Tous firent les mêmes constats :

Les ivresses,

Les querelles de plus en plus violentes,

Les menaces,

Et puis, le dernier jour, le passage à l’acte.

 

Le lendemain 10 février 1857, dès l’ouverture de la séance, le représentant du Ministère public prit la parole :

 

« Est-il possible de trouver un motif pouvant atténuer la culpabilité de l’accusé, sachant qu’il avait déjà été condamné par trois fois ? »

 

Maître Hagot fit son possible pour défendre son client, mettant en avant l’ivrognerie du père constatée depuis des années et la possibilité que ce dernier aurait pu, dans les vapeurs de l’alcool, se poignarder lui-même.

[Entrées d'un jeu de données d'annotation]
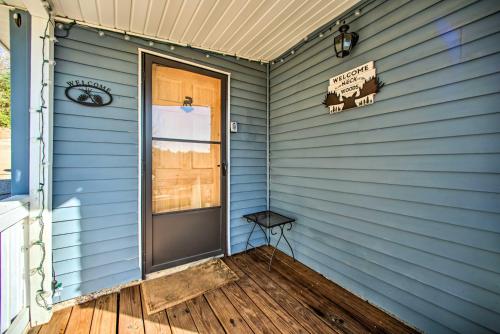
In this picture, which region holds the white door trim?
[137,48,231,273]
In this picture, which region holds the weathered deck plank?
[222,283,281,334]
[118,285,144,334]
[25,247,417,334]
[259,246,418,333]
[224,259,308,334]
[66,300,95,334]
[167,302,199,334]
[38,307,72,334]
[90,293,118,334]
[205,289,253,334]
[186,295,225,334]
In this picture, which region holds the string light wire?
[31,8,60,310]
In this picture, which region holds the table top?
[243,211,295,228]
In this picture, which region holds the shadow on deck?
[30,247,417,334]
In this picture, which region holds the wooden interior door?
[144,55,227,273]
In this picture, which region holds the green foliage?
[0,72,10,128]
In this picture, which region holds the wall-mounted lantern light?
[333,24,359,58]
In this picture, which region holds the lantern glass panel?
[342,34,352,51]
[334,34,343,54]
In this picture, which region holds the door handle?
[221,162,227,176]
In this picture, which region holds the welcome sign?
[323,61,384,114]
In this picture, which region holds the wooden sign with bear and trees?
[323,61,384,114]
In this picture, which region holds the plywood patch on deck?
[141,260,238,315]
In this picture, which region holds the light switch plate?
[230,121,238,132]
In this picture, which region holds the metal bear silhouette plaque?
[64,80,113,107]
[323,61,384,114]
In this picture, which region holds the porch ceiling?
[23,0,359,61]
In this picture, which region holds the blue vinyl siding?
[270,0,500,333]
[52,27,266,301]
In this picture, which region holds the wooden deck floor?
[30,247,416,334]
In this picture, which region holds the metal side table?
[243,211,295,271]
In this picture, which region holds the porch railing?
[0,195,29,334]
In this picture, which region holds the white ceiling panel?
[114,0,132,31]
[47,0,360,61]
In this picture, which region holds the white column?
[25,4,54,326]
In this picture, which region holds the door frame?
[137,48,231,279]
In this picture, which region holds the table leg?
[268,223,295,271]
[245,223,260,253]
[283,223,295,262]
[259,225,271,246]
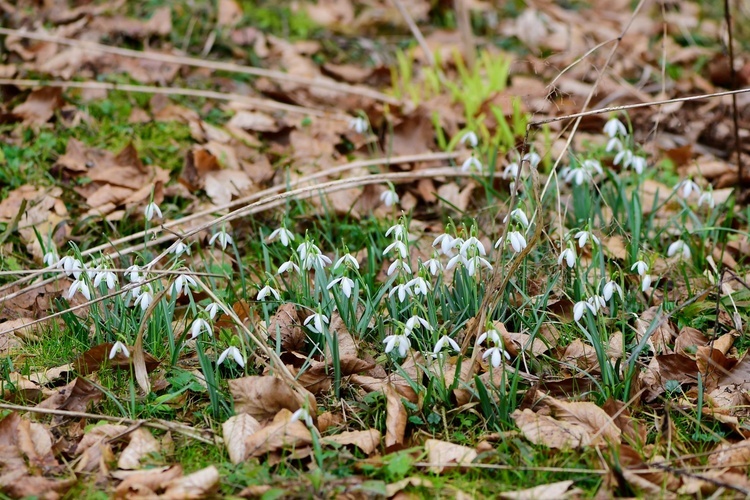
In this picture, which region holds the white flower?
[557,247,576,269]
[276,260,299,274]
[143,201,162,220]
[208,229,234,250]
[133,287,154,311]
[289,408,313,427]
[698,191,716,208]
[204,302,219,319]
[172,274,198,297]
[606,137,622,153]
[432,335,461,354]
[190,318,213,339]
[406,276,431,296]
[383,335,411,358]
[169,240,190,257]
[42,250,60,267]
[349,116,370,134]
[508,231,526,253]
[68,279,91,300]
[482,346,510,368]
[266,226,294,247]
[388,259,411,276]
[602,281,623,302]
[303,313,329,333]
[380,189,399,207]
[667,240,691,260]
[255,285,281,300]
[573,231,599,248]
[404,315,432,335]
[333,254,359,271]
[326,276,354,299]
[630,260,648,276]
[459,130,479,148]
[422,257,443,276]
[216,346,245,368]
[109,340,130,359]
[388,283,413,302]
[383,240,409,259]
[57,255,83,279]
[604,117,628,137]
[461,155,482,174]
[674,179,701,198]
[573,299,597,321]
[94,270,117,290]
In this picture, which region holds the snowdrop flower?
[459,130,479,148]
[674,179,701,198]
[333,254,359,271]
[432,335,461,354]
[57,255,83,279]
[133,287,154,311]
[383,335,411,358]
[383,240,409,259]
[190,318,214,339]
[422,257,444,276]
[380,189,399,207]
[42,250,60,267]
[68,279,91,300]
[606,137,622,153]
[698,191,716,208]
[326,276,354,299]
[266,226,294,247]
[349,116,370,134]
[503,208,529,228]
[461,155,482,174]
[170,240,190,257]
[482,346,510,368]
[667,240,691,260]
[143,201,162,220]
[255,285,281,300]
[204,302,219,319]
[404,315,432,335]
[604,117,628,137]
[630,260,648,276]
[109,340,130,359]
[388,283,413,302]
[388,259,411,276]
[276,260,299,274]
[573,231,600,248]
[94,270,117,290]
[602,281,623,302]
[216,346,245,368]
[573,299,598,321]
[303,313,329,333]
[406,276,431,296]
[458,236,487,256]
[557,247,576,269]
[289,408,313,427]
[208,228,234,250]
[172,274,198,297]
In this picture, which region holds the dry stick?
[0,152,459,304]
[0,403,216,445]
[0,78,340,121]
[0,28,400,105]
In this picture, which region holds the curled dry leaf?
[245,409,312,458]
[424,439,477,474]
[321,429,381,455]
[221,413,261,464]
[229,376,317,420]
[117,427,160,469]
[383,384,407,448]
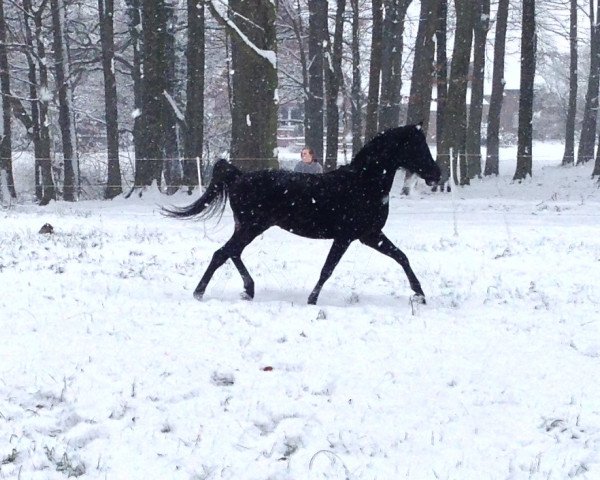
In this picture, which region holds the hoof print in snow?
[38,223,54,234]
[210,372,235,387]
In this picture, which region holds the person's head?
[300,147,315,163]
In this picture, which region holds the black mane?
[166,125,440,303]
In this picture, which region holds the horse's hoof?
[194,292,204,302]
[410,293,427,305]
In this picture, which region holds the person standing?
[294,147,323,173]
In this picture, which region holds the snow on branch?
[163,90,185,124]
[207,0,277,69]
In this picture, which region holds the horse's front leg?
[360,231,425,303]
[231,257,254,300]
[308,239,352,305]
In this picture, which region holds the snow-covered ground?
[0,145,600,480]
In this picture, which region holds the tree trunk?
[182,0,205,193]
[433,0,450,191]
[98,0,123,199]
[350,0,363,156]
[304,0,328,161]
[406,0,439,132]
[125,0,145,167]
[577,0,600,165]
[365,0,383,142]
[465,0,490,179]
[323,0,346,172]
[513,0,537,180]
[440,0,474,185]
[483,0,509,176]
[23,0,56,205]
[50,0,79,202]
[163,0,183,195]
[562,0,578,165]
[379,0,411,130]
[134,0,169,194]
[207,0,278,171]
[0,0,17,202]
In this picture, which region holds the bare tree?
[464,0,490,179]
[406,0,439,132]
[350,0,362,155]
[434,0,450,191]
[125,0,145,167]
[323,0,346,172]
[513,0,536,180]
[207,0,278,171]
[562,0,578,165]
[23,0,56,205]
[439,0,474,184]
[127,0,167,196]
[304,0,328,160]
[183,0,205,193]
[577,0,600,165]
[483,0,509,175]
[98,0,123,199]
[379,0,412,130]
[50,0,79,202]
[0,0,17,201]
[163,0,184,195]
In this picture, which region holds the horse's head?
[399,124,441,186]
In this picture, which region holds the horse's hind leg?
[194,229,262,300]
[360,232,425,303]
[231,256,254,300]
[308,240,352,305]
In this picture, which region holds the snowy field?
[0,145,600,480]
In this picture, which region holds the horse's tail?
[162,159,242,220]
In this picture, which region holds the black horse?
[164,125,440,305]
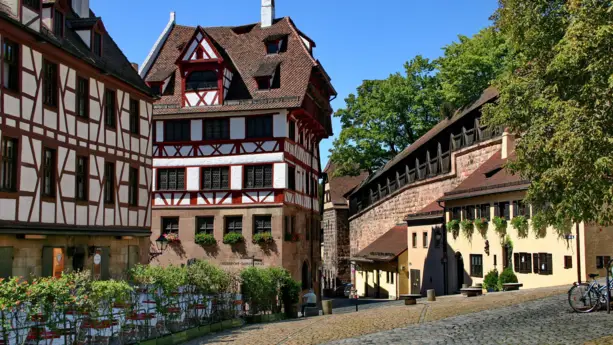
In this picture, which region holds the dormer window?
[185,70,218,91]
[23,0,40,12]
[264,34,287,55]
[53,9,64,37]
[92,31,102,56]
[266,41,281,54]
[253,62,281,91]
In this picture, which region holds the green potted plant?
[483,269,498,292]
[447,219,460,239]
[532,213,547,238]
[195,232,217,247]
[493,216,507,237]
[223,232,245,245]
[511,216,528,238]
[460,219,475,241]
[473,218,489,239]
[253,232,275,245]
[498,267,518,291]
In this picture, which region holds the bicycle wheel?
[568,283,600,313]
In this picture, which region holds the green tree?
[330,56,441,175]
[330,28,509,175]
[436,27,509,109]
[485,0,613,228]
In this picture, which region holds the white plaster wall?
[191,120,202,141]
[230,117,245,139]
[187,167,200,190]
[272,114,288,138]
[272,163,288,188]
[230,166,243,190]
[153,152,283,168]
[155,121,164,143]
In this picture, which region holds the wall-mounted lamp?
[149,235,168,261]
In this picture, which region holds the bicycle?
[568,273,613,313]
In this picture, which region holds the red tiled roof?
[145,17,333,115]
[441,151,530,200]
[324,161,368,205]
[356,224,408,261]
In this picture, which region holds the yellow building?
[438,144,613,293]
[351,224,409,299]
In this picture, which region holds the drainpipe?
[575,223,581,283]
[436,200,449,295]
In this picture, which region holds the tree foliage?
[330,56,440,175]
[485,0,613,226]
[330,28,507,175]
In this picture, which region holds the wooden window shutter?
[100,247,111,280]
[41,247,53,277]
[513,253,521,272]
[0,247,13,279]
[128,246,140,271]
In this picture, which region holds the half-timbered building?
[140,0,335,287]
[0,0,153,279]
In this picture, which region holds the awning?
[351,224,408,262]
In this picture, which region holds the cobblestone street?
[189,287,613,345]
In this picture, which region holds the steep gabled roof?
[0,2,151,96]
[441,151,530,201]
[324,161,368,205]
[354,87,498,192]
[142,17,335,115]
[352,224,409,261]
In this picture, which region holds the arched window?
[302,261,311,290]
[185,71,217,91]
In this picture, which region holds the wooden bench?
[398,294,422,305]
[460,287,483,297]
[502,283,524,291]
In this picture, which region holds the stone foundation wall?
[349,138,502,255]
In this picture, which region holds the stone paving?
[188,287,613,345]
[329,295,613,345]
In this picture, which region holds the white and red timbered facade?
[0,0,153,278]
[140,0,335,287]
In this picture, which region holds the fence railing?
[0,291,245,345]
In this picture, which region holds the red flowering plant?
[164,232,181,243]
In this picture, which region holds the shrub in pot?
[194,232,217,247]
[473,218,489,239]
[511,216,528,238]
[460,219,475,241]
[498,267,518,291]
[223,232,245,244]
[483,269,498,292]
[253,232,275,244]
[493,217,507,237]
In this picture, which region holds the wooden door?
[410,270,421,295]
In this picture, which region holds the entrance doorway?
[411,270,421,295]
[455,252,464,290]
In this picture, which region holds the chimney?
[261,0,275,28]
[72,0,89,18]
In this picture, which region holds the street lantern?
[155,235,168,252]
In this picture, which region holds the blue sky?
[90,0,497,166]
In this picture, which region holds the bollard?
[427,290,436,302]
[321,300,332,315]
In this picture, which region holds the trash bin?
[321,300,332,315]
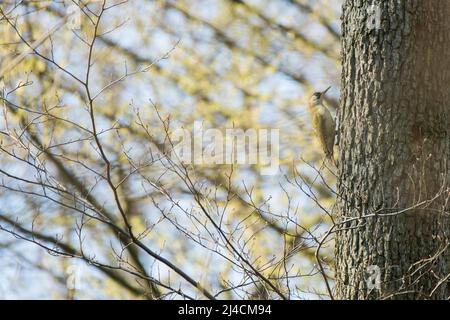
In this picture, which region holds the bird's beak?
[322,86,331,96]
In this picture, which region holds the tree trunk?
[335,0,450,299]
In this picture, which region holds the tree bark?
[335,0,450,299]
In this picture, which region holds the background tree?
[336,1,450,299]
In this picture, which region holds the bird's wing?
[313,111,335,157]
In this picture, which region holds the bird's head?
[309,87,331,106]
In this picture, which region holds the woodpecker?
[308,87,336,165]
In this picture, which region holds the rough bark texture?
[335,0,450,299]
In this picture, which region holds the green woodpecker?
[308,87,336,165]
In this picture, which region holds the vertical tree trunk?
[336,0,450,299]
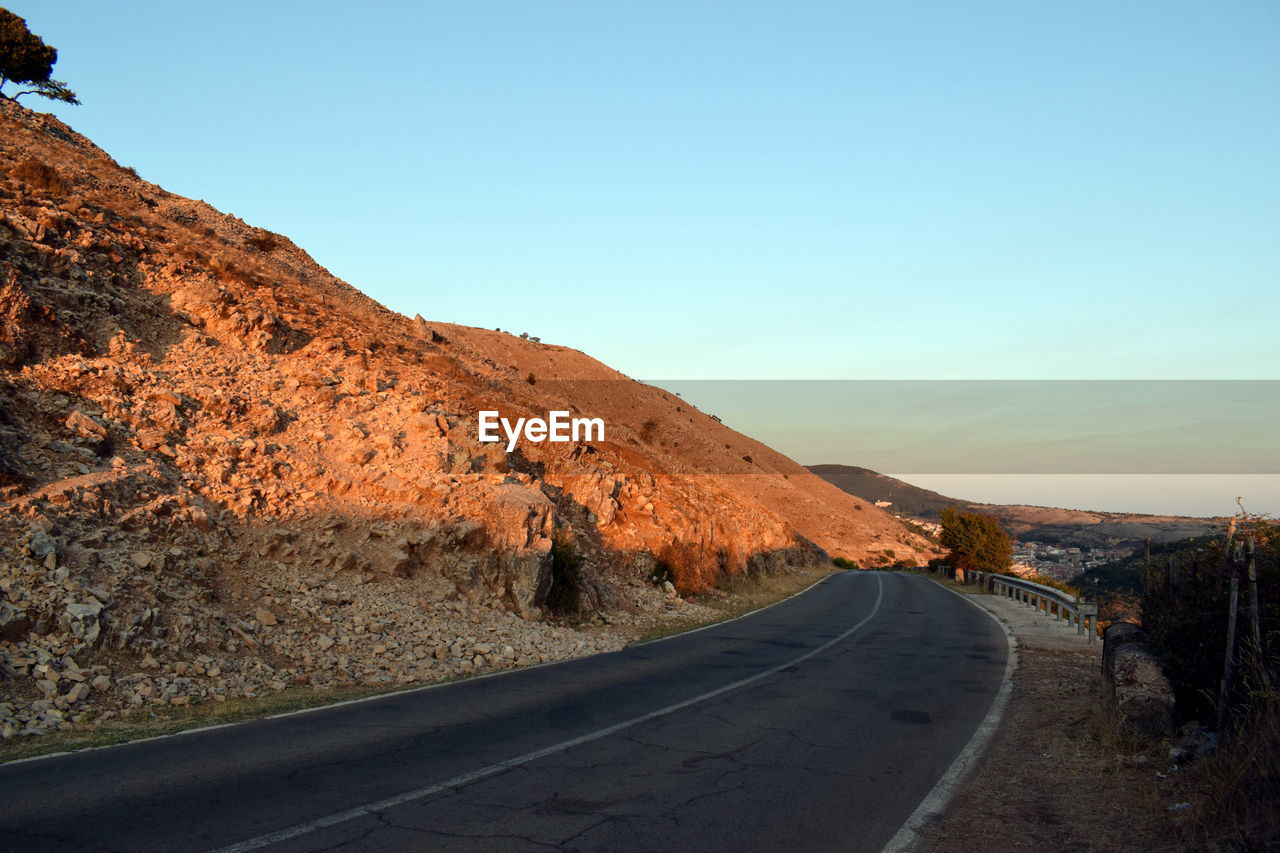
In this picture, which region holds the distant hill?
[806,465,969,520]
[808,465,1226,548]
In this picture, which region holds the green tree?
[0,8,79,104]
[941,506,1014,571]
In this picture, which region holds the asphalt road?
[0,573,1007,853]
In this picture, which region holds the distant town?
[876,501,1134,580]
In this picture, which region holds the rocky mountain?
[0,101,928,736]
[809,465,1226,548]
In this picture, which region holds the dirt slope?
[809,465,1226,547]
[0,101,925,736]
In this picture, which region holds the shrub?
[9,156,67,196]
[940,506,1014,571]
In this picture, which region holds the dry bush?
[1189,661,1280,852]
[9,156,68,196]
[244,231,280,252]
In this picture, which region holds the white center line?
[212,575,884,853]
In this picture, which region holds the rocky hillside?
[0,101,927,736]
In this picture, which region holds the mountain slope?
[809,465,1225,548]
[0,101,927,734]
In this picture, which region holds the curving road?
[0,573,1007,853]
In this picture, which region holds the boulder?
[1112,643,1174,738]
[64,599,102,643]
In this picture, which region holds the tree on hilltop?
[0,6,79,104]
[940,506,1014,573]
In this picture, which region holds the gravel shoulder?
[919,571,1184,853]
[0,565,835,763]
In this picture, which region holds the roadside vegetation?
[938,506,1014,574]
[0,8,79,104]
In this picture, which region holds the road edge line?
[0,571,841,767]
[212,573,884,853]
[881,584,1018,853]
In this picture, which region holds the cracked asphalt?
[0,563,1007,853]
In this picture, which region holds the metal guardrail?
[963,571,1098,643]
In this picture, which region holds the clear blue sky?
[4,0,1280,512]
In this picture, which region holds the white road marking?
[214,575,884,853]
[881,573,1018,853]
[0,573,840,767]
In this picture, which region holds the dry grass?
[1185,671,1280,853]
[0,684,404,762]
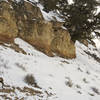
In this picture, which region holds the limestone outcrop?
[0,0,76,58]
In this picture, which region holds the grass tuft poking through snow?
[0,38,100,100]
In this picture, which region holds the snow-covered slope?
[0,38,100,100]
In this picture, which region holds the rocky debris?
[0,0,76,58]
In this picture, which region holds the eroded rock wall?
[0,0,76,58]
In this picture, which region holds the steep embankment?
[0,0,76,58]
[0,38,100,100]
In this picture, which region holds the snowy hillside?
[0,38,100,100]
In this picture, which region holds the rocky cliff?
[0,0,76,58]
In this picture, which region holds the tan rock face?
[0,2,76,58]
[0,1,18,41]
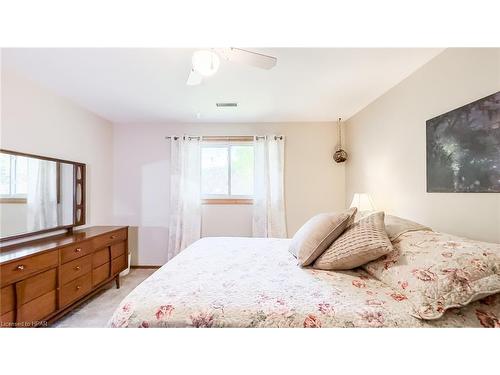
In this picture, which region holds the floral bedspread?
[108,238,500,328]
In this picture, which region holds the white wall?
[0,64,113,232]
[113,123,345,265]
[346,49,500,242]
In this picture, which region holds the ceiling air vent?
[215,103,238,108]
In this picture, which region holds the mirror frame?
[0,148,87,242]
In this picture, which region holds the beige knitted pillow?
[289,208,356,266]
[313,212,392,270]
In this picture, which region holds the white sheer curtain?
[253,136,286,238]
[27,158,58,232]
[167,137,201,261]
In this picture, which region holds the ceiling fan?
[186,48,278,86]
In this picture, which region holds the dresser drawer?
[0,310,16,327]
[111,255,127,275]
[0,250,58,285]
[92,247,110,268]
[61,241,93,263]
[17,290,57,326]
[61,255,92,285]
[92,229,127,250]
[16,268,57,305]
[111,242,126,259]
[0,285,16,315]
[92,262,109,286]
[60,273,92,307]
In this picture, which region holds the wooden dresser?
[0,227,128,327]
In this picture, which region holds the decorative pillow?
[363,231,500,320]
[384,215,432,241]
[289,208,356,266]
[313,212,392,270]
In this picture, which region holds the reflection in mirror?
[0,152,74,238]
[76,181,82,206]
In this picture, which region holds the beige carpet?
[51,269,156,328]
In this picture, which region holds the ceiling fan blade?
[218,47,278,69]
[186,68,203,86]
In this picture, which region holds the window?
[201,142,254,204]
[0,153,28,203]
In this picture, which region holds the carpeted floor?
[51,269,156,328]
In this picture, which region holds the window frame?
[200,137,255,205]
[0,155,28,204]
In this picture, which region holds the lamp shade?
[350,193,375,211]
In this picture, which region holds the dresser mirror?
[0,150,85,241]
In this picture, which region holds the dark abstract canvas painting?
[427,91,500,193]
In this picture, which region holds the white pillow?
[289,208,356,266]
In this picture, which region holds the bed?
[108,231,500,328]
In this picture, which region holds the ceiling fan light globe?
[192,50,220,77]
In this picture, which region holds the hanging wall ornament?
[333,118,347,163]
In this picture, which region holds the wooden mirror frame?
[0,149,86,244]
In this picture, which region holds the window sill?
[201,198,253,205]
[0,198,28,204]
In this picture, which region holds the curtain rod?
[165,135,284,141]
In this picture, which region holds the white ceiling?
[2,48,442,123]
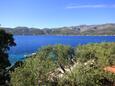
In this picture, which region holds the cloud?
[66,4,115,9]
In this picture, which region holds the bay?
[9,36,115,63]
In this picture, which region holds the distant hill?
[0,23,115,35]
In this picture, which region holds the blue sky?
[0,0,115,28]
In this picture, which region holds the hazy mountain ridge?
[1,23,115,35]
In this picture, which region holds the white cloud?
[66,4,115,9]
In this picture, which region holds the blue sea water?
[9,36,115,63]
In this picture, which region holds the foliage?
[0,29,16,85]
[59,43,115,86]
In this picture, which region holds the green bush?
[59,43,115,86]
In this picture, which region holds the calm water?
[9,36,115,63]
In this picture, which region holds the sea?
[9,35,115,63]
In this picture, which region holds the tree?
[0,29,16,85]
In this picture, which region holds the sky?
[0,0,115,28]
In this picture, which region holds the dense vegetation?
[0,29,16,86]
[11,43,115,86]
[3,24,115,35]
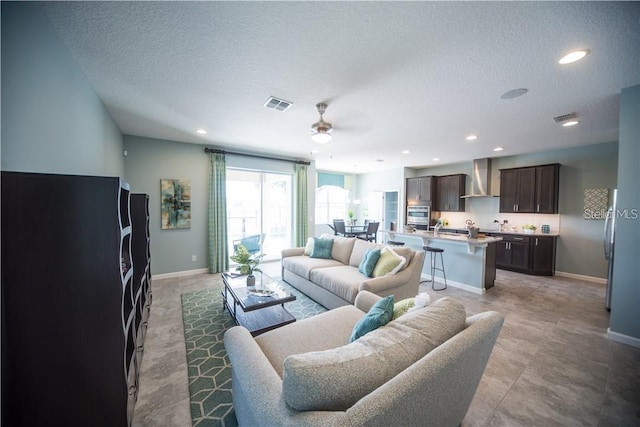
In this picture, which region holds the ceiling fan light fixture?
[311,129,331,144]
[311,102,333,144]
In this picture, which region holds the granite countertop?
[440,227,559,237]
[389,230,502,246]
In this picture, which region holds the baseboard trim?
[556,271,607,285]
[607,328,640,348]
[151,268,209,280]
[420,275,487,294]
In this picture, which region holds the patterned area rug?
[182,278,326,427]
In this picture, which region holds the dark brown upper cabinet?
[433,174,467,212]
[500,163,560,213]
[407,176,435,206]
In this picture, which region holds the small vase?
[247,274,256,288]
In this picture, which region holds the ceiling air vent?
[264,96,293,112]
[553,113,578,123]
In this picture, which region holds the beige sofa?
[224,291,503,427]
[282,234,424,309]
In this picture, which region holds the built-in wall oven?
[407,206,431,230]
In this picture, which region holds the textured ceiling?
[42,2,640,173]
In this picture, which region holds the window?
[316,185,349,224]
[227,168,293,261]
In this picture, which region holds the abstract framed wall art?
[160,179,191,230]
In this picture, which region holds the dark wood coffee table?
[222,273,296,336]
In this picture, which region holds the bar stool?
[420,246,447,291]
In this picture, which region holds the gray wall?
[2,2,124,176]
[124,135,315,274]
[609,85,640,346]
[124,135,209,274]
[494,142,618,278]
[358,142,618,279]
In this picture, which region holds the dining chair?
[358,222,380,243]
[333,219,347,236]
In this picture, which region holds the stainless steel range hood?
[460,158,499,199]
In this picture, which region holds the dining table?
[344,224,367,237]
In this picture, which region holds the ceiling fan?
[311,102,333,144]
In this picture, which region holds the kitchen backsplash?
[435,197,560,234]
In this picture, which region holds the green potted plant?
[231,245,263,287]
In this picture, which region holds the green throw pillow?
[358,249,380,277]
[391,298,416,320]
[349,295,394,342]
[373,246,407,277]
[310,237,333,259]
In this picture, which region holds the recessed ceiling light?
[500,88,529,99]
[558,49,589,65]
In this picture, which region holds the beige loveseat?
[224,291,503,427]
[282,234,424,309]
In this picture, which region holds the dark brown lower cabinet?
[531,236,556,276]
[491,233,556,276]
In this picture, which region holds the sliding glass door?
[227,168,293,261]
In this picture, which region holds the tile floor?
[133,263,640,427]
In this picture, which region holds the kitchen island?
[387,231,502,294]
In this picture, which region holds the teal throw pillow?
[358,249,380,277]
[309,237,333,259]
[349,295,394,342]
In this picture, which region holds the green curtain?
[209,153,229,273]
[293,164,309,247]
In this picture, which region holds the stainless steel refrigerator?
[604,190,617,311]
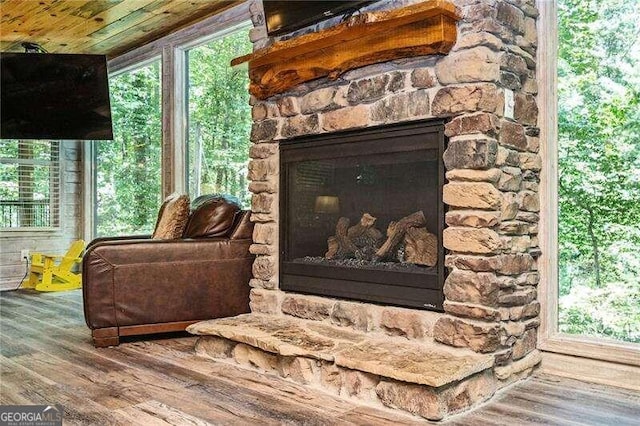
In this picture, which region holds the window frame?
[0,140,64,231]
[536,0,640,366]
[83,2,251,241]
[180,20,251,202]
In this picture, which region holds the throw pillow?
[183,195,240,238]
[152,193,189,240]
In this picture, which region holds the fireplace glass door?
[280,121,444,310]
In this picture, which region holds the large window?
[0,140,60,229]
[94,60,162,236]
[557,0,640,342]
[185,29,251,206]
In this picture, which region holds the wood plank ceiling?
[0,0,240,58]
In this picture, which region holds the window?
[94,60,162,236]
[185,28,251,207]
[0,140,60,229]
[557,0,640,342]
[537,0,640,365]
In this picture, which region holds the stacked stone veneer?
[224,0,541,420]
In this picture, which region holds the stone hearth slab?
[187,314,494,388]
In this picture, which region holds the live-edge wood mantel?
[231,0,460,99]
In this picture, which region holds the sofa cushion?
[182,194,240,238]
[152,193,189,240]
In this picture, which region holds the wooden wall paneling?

* [Consignes]:
a) Réécrivez le passage du récit de procès allant de « Maître Hagot fit » jusqu'à « se poignarder lui-même. », en y remplaçant « ivrognerie » par « alcoolisme ».
b) D'après le récit de procès, quel jour le représentant du Ministère public prit-il la parole ?
c) Continuez le récit de procès à partir de l'endroit où il s'arrête.

* [Corrigés]:
a)
Maître Hagot fit son possible pour défendre son client, mettant en avant l’alcoolisme du père constatée depuis des années et la possibilité que ce dernier aurait pu, dans les vapeurs de l’alcool, se poignarder lui-même.

b) Le 10 février 1857, dès l'ouverture de la séance.

c)
Oui, Maître Hagot a essayé, mais  les jurés accepteraient-ils de croire qu’un suicidaire s’acharne ainsi sur son corps ?

Pourtant, il y a cru, Maître Hagot, puisqu’il avait demandé : l’acquittement tout simplement.

 

Le jury se retira.

Une délibération qui ne dura pas bien longtemps.

Le verdict fut sans appel :

Aucune circonstance atténuante. La peine de mort.

 

Zacharie Benjamin Leclerc entendit la sentence avec une totale indifférence.



[1] Journal « le droit des tribunaux » du 12 février 1857.